[Begin]

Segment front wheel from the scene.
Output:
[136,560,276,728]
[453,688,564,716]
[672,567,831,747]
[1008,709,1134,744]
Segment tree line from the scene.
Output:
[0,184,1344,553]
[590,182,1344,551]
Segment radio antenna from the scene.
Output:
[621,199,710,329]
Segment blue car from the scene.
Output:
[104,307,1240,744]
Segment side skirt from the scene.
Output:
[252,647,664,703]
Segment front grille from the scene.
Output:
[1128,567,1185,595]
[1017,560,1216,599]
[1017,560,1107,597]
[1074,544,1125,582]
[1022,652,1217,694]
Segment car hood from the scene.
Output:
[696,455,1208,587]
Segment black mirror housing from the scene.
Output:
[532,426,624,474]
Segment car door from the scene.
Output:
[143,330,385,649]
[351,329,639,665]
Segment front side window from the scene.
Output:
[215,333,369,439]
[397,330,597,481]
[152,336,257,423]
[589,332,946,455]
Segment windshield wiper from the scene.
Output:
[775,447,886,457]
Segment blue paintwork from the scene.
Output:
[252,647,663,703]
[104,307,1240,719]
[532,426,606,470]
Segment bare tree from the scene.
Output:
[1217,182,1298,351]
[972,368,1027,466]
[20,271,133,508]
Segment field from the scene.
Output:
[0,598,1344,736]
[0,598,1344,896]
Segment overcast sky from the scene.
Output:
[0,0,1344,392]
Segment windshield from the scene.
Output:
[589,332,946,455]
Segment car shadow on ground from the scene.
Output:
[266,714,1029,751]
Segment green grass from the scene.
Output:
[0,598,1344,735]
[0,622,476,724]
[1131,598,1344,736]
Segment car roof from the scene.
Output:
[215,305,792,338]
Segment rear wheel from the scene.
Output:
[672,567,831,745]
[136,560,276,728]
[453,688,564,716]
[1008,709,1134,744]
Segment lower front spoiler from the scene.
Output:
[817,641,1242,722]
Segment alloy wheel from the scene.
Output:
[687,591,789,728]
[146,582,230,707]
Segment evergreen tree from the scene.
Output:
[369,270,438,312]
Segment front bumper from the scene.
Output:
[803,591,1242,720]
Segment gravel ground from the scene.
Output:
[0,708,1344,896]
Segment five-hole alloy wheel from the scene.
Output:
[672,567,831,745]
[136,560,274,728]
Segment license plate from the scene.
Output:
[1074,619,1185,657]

[End]

◆ Exercise ◆
Recast every one of the entries above as a numbered list with one line per item, leaving out any blank lines.

◆ The output ◆
1. Segment front wheel from the scene.
2. Output:
3. [136,560,276,728]
4. [453,688,564,716]
5. [672,567,831,747]
6. [1008,709,1134,744]
7. Segment tree line from the scene.
8. Output:
9. [0,184,1344,553]
10. [590,182,1344,551]
11. Segment radio antenna from the scene.
12. Output:
13. [621,199,710,329]
14. Segment blue car from the scene.
15. Output:
16. [104,307,1240,744]
17. Segment side skirt from the scene.
18. Output:
19. [252,647,664,703]
20. Segment front grille from the scene.
21. Output:
22. [1128,567,1185,595]
23. [1017,560,1216,599]
24. [1017,560,1107,597]
25. [1074,544,1125,582]
26. [1022,652,1217,694]
27. Segment car hood from the scene.
28. Output:
29. [696,455,1208,587]
30. Segment black mirror housing from the scene.
31. Output:
32. [532,426,624,474]
33. Segment car door from the scene.
34. Output:
35. [143,330,385,649]
36. [351,329,639,665]
37. Segment front side window from the scene.
38. Output:
39. [215,333,369,439]
40. [397,330,597,481]
41. [152,336,257,423]
42. [589,332,946,455]
43. Segment windshield wiper from the scene.
44. Output:
45. [775,447,886,457]
46. Segment blue paintwork from the scene.
47. Output:
48. [252,647,663,703]
49. [104,307,1240,719]
50. [532,426,606,470]
51. Segment bare tree from the scene.
52. Output:
53. [1217,182,1298,351]
54. [972,368,1027,466]
55. [20,271,133,508]
56. Segment field from the scene.
57. Output:
58. [0,598,1344,736]
59. [0,598,1344,896]
60. Segment overcast sky from the scene.
61. Output:
62. [0,0,1344,392]
63. Segment windshield from the scene.
64. Output:
65. [589,332,946,455]
66. Segment car shadow on ground from the scene.
67. Output:
68. [266,714,1029,751]
69. Segment green grass from the scene.
70. Output:
71. [0,598,1344,735]
72. [0,622,476,724]
73. [1131,598,1344,736]
74. Segment car roof from the scene.
75. Output:
76. [215,305,792,338]
77. Segment rear wheel from the scene.
78. Output:
79. [672,567,831,745]
80. [136,560,276,728]
81. [453,688,564,716]
82. [1008,709,1134,744]
83. Segment lower front spoiler from the scene.
84. Output:
85. [817,641,1242,722]
86. Segment alloy wheel from the scene.
87. Output:
88. [687,591,789,728]
89. [146,582,230,707]
90. Segment evergreen tree from the scene.
91. Output:
92. [369,270,438,312]
93. Segment front bumper from the scene.
94. Output:
95. [803,591,1242,720]
96. Segment gravel ground from the scene.
97. Output:
98. [0,708,1344,896]
99. Segment five-hole alloy wheel from the scene.
100. Output:
101. [672,567,831,745]
102. [136,560,274,728]
103. Segment license plate from the scene.
104. Output:
105. [1074,619,1185,657]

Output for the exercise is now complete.